=== Task ===
From the data below, pull out every line that contains the word "white", and treat uppercase and lowercase letters as different.
+ + + + +
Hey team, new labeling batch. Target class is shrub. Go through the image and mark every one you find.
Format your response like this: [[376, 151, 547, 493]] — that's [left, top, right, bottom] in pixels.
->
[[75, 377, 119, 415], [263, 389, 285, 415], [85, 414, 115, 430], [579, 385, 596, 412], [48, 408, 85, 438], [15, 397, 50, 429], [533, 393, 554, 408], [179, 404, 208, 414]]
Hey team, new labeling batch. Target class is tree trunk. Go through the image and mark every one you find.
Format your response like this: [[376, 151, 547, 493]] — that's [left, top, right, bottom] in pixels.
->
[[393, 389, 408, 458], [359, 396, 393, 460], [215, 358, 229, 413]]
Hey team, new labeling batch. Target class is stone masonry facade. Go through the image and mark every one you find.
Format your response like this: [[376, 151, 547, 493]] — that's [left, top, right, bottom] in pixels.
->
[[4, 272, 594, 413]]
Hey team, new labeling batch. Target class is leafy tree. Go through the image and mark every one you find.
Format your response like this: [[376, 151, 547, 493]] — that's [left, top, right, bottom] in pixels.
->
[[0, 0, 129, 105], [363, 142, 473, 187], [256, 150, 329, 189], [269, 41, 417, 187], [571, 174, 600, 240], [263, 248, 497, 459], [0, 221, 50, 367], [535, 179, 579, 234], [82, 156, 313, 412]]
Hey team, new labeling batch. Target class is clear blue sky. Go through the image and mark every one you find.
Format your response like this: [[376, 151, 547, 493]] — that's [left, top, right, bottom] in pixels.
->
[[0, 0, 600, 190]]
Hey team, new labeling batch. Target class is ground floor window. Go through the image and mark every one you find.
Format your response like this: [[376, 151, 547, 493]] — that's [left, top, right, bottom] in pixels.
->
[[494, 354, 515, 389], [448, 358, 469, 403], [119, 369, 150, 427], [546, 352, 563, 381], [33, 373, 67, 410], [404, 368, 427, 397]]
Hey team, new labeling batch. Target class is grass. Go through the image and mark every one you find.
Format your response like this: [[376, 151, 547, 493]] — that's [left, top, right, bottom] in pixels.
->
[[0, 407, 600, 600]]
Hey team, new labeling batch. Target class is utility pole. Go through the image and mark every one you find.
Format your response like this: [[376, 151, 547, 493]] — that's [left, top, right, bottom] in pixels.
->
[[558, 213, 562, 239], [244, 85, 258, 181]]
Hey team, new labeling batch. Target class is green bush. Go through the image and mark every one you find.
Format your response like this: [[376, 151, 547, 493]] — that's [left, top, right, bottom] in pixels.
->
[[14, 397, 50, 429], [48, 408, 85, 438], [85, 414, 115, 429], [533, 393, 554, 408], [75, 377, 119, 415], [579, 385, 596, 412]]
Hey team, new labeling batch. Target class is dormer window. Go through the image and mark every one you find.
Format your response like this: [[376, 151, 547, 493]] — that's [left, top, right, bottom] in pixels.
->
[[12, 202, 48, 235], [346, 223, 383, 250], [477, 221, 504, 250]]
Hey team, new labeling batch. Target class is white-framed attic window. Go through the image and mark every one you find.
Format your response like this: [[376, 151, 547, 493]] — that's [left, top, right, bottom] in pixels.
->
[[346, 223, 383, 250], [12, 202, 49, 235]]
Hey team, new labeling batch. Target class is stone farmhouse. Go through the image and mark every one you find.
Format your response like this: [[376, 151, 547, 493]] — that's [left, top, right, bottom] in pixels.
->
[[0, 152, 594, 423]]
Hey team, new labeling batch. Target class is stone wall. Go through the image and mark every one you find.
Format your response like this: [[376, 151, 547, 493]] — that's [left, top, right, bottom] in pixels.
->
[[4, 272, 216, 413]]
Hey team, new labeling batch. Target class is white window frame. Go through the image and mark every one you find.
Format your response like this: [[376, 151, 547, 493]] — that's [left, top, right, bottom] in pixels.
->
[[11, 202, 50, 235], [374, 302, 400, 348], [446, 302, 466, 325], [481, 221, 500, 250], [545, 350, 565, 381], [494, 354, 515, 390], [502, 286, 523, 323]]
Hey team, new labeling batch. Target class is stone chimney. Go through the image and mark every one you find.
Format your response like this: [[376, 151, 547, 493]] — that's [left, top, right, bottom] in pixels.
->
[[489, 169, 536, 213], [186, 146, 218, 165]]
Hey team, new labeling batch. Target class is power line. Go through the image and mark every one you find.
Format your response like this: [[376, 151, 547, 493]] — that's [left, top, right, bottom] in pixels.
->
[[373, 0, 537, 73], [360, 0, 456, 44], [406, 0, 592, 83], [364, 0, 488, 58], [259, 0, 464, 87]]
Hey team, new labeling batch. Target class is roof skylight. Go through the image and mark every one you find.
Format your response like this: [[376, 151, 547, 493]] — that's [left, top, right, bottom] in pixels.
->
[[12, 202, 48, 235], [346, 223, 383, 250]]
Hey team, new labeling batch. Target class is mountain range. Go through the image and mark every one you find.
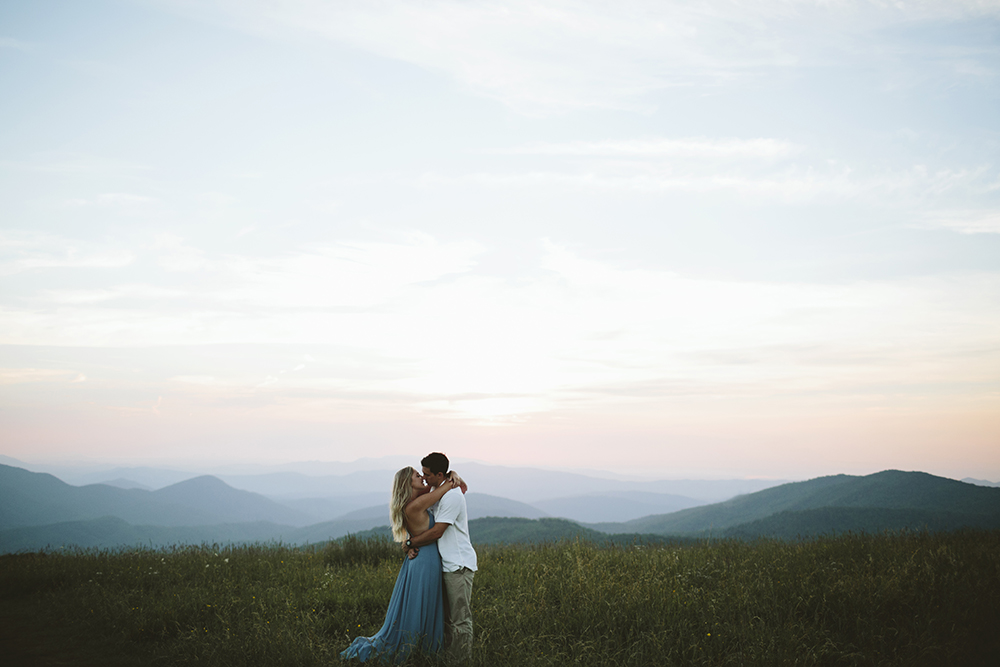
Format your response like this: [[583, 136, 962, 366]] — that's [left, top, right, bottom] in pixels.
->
[[0, 465, 1000, 552]]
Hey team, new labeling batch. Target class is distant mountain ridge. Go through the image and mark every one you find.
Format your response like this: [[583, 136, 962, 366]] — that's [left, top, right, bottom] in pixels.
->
[[0, 465, 1000, 553], [0, 465, 308, 530], [588, 470, 1000, 535]]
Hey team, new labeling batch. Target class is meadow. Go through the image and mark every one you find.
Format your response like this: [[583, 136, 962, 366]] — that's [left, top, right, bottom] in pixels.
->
[[0, 531, 1000, 667]]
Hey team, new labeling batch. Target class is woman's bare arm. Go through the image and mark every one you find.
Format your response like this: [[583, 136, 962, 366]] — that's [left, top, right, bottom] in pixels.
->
[[406, 479, 456, 514]]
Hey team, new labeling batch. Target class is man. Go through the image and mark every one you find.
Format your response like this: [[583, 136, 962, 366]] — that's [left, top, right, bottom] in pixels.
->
[[409, 452, 477, 663]]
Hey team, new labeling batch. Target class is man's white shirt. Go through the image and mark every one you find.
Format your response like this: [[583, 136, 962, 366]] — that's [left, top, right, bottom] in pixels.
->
[[431, 489, 478, 572]]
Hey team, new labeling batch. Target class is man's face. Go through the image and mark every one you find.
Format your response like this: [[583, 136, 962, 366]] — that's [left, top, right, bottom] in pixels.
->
[[420, 466, 444, 486]]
+ + + + +
=== The reply ===
Hey team, new labeling batch. Target class is white-framed attic window. Go through the image and mark every one you find.
Hey team, new labeling batch. Target class is white window frame. Go through the image and mark every one you find.
Hey team, new labeling batch. Target class is man's white shirt. Go through the image and mark every one you find.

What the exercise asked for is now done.